-- START OF Supplied material --

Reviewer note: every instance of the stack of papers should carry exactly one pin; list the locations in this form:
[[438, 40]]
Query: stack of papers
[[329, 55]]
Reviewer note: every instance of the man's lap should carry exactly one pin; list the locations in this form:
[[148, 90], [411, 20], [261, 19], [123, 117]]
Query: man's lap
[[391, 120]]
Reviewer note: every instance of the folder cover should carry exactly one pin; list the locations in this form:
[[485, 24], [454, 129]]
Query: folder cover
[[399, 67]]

-- END OF Supplied material --
-- START OF Supplied material --

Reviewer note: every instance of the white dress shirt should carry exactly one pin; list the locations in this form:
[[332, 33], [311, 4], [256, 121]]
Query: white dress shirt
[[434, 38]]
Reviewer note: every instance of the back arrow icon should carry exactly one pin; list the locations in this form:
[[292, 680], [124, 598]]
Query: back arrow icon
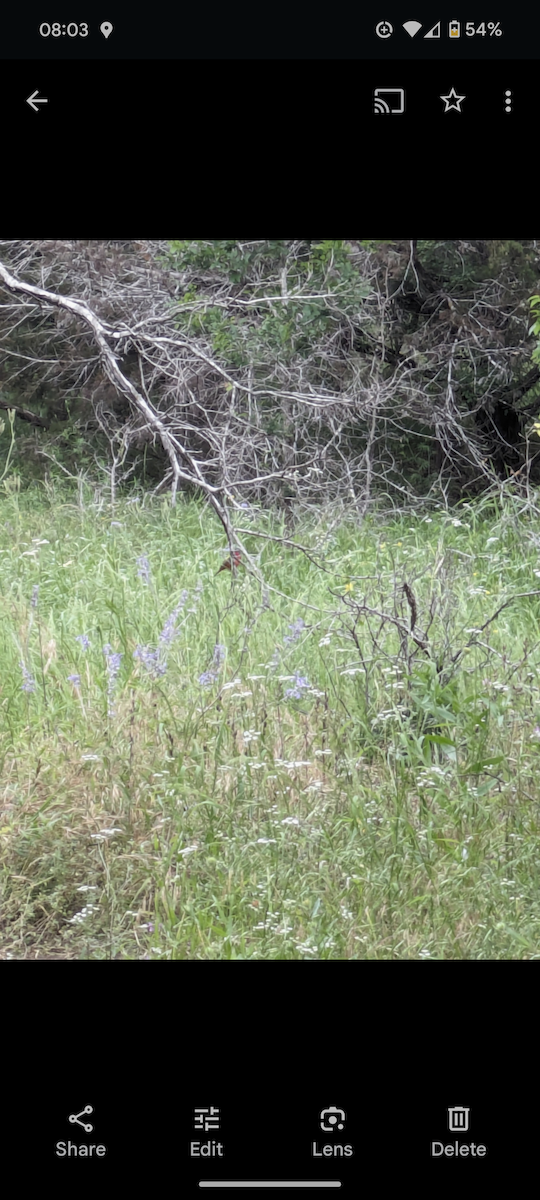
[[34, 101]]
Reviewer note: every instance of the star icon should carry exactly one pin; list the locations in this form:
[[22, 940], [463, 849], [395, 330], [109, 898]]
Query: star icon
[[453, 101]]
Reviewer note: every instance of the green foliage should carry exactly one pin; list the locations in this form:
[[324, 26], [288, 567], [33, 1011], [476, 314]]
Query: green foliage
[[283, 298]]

-- END OF Supplied material --
-- START OF Supplied material --

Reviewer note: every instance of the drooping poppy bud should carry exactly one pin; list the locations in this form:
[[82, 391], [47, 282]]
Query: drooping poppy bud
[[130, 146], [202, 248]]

-- END OF Supplied material --

### [Description of the task]
Rewrite the lines from the one containing "Reviewer note: every instance of the star" through the one containing "[[453, 101]]", inclusive, swapping "star icon" for "star symbol" and changing nothing else. Give only those lines.

### [Answer below]
Reviewer note: every instance of the star symbol should carry exactly one pin; list the locations in this form:
[[22, 940], [463, 849], [395, 330], [109, 898]]
Query: star symbol
[[453, 101]]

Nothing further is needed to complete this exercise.